======== GIVEN INFORMATION ========
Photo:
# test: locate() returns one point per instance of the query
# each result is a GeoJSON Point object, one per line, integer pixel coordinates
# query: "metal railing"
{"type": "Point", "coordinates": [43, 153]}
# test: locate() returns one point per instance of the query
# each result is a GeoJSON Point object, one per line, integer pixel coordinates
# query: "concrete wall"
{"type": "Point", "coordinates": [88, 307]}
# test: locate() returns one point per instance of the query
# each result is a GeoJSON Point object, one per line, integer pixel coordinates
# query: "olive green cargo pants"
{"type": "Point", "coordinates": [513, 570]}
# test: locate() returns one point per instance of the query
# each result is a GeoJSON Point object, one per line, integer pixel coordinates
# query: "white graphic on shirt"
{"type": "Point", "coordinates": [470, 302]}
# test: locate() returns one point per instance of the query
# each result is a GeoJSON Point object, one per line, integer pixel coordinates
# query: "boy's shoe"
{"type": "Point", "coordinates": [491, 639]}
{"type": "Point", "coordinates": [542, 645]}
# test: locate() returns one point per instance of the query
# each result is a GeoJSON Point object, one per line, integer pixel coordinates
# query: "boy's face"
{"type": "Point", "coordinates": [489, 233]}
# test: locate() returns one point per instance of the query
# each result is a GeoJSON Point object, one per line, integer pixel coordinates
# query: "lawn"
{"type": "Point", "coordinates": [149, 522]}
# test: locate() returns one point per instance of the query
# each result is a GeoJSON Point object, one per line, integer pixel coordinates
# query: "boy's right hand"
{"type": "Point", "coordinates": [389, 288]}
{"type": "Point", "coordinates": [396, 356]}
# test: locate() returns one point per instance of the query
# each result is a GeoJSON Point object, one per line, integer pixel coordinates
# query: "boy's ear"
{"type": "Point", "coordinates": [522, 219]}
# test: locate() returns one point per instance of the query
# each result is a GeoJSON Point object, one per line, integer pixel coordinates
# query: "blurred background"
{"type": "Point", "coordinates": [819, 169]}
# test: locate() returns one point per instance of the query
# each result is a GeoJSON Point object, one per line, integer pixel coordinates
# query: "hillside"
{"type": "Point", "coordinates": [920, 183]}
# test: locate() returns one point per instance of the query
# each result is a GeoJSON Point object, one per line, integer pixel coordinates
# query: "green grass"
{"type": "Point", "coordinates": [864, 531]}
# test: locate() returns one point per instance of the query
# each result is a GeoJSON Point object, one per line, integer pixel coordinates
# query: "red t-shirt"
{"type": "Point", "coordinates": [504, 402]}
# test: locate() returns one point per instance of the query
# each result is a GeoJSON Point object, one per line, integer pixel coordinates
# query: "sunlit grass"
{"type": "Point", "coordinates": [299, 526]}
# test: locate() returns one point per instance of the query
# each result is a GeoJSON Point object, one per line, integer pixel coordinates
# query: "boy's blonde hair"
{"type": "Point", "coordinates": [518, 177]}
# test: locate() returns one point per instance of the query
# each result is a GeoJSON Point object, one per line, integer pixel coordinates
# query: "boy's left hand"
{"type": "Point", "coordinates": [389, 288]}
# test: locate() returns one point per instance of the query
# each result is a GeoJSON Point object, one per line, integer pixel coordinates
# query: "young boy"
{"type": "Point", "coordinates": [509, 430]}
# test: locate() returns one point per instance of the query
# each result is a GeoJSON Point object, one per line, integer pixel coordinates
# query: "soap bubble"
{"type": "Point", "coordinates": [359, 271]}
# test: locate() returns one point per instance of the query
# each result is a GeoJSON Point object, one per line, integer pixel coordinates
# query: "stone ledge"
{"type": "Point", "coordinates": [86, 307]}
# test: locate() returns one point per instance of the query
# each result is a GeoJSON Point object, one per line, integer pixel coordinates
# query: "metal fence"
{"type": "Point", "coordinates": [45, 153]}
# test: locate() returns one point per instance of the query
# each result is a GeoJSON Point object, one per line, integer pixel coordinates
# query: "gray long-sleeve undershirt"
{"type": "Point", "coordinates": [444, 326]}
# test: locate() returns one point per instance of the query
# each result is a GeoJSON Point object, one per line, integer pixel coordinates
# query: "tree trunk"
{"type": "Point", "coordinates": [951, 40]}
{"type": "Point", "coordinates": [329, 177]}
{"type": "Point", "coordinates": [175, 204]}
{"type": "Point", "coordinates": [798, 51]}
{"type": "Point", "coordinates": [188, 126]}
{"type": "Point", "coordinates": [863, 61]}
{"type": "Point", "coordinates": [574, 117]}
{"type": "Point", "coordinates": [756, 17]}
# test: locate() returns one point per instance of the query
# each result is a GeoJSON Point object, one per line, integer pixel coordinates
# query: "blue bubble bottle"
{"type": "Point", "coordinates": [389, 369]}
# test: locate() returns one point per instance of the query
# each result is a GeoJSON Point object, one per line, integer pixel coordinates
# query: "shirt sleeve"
========
REQUIREMENT
All of the data must be returned exactly.

REPLY
Photo:
# test: locate() returns one point per instance of the query
# each result is a GeoJSON Point object, one per line, integer pixel coordinates
# query: "metal railing"
{"type": "Point", "coordinates": [43, 153]}
# test: locate() returns one point per instance of the query
# each result is a GeoJSON Point object, one per line, integer pixel coordinates
# query: "concrete wall"
{"type": "Point", "coordinates": [88, 307]}
# test: locate() returns one point per instance of the query
# each result is a GeoJSON Point object, one per line, integer pixel coordinates
# query: "olive green cargo pants"
{"type": "Point", "coordinates": [513, 570]}
# test: locate() returns one point per instance of the query
# each result is a GeoJSON Point object, one per line, integer pixel coordinates
# query: "white graphic on shirt"
{"type": "Point", "coordinates": [470, 302]}
# test: locate() returns one point per instance of the query
# each result is a GeoJSON Point object, one per line, integer pixel coordinates
# query: "boy's shoe"
{"type": "Point", "coordinates": [491, 639]}
{"type": "Point", "coordinates": [542, 645]}
# test: locate() returns one point per instance of the query
# each result is a GeoJSON Point object, one per line, integer pixel coordinates
# query: "boy's face"
{"type": "Point", "coordinates": [489, 233]}
# test: locate() returns one point per instance of the query
# each result is a GeoJSON Point object, one per line, integer pixel coordinates
# query: "lawn"
{"type": "Point", "coordinates": [149, 522]}
# test: locate() returns one point per instance of the query
# each result is a GeoJSON Point object, one per line, integer pixel coordinates
# query: "boy's right hand"
{"type": "Point", "coordinates": [389, 288]}
{"type": "Point", "coordinates": [396, 356]}
# test: locate() returns one point per instance of the query
# each result is a GeoJSON Point object, one per line, integer pixel coordinates
# query: "boy's ear"
{"type": "Point", "coordinates": [522, 219]}
# test: locate() returns one point per instance of the query
# each result is a GeoJSON Point object, one per line, integer pixel coordinates
# query: "blurred background"
{"type": "Point", "coordinates": [819, 169]}
# test: locate() returns one point per instance of the query
# each result is a GeoJSON Point object, one per line, integer pixel coordinates
# query: "hillside"
{"type": "Point", "coordinates": [920, 183]}
# test: locate() returns one point per instance of the query
# each result is a GeoJSON Point object, one per line, integer pixel coordinates
# query: "green grass"
{"type": "Point", "coordinates": [864, 531]}
# test: locate() returns one point per instance of the query
# each result is a GeoJSON Point object, one per line, integer pixel coordinates
# query: "red t-shirt"
{"type": "Point", "coordinates": [504, 402]}
# test: locate() returns one point per instance of the query
# each result is a GeoJSON Point object, one per line, integer pixel coordinates
# query: "sunlit grass"
{"type": "Point", "coordinates": [299, 526]}
# test: locate() returns one point per instance of the query
# each result is a GeoJSON Point object, one per line, integer pixel coordinates
# query: "boy's blonde hair"
{"type": "Point", "coordinates": [518, 177]}
# test: locate() returns one point per instance of the query
# each result is a GeoJSON Point object, one per line, integer pixel coordinates
# query: "boy's left hand"
{"type": "Point", "coordinates": [389, 288]}
# test: locate() returns one point per instance of the query
# each result is a GeoJSON Point object, one per line, integer pixel coordinates
# query: "young boy"
{"type": "Point", "coordinates": [509, 430]}
# test: locate() returns one point per instance of the query
# each result is a GeoJSON Point object, one per line, integer pixel coordinates
# query: "soap bubble"
{"type": "Point", "coordinates": [359, 271]}
# test: locate() returns one point per instance of the query
# each result is a GeoJSON Point object, one per line, integer pixel coordinates
# query: "stone ledge"
{"type": "Point", "coordinates": [86, 307]}
# test: locate() returns one point per instance of the query
# each result is a GeoJSON Point object, one per line, integer pixel coordinates
# query: "metal fence"
{"type": "Point", "coordinates": [45, 153]}
# test: locate() returns one point per instance of the query
# each result is a GeoJSON Point object, one per line, integer pixel coordinates
# query: "gray long-sleeve undershirt"
{"type": "Point", "coordinates": [444, 326]}
# test: locate() returns one point per instance of the query
# each result is a GeoJSON Point object, one per line, integer pixel coordinates
# query: "tree trunk"
{"type": "Point", "coordinates": [951, 40]}
{"type": "Point", "coordinates": [329, 177]}
{"type": "Point", "coordinates": [175, 204]}
{"type": "Point", "coordinates": [798, 51]}
{"type": "Point", "coordinates": [188, 126]}
{"type": "Point", "coordinates": [863, 61]}
{"type": "Point", "coordinates": [574, 117]}
{"type": "Point", "coordinates": [756, 17]}
# test: locate() returns one point per instance of the query
# each result is a GeoJSON Point object, one per line, integer pixel coordinates
# query: "blue bubble bottle"
{"type": "Point", "coordinates": [389, 369]}
# test: locate() returns one point per instance of the query
# each result is a GeoJSON Point object, one per line, integer pixel coordinates
# query: "shirt sleeve"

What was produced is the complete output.